§ Exercise aim
Go through the data below and repeat it exactly, skipping each picture.

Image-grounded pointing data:

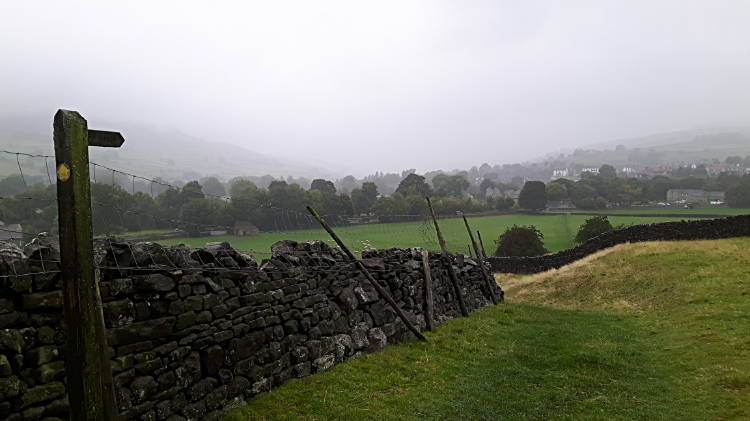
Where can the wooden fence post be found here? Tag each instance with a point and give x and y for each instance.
(482, 244)
(383, 293)
(447, 259)
(430, 316)
(89, 375)
(481, 264)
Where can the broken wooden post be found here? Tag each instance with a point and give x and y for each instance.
(90, 386)
(447, 259)
(481, 243)
(430, 314)
(481, 264)
(383, 293)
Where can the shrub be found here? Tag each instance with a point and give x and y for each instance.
(520, 241)
(592, 227)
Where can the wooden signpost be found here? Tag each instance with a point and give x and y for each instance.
(430, 313)
(90, 386)
(383, 293)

§ Task output
Where can the wooden fence post be found here? Tag each instance with a point and give x and y for each instance.
(482, 244)
(383, 293)
(447, 259)
(430, 316)
(89, 375)
(481, 264)
Where can the broken wooden post be found here? Tag each instance with a point and give x and y for each instance.
(90, 386)
(447, 259)
(481, 243)
(430, 314)
(481, 264)
(383, 293)
Where can the shrub be found here? Tag each instance with a point and give x and y for each instance.
(520, 241)
(592, 227)
Where can the wooden signpost be found here? Tag each instance with a point and give x and y for each instance.
(430, 313)
(90, 386)
(383, 293)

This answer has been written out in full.